■ **EXERCISE INSTRUCTIONS**: Which lines of the records contain the word "shirt"? Show each of them.

■ **Dataset entries**:

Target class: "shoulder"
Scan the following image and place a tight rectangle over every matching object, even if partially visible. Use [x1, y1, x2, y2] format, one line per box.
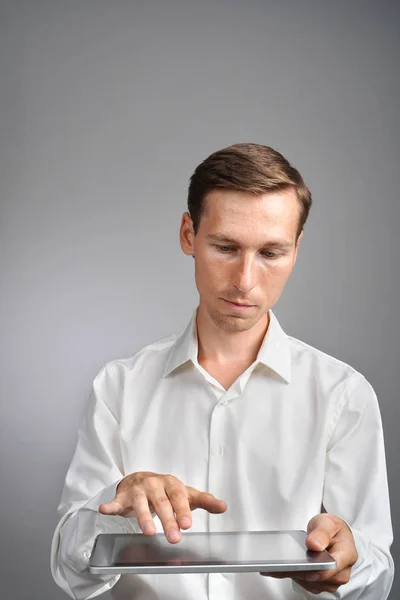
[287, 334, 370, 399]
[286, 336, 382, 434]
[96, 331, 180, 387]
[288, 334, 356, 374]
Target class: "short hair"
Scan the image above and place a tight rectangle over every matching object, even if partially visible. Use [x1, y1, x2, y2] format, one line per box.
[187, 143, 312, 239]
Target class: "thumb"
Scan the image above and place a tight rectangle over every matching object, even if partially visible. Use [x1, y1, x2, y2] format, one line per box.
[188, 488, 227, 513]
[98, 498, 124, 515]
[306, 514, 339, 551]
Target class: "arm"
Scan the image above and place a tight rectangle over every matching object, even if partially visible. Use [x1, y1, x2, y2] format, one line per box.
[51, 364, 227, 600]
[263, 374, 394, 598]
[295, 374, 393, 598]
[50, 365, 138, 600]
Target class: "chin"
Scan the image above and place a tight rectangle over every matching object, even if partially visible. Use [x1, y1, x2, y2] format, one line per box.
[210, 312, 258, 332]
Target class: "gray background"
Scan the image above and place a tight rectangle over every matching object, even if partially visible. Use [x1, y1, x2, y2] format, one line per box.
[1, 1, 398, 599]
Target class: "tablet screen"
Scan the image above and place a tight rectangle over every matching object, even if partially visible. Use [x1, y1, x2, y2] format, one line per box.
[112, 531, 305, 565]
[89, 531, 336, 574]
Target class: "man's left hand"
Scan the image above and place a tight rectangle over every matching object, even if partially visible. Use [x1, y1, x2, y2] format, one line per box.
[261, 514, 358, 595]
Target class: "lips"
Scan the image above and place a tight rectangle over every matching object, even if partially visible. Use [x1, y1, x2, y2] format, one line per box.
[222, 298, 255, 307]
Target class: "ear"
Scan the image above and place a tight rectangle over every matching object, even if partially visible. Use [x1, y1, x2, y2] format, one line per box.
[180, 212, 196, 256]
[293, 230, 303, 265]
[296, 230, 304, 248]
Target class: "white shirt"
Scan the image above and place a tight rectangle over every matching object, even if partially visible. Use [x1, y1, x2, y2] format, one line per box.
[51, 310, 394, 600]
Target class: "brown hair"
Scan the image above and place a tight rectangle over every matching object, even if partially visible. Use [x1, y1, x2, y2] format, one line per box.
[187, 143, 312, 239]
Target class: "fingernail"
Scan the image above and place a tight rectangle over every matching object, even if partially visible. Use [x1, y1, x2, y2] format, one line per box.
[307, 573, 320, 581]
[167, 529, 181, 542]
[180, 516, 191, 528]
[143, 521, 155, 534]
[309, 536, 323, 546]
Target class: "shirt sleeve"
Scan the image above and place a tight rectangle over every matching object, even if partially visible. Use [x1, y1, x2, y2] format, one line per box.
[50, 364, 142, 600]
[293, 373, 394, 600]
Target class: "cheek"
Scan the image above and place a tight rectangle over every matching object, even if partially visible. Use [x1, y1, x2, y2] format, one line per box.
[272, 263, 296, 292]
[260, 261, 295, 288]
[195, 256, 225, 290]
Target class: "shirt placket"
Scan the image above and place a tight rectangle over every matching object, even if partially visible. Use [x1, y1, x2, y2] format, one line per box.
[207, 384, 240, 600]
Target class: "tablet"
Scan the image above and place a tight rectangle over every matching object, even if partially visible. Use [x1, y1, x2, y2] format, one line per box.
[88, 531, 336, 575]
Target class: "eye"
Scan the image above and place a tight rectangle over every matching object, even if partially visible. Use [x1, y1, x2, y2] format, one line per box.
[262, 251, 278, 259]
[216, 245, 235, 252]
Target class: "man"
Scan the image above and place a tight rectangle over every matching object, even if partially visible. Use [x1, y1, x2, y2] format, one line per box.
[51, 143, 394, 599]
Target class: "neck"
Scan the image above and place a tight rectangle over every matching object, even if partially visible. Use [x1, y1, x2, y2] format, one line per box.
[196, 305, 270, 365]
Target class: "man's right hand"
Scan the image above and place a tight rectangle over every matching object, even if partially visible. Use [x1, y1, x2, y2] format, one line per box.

■ **YOUR RESPONSE**:
Target class: "white shirt"
Target class: "shirt sleeve"
Target class: "shirt placket"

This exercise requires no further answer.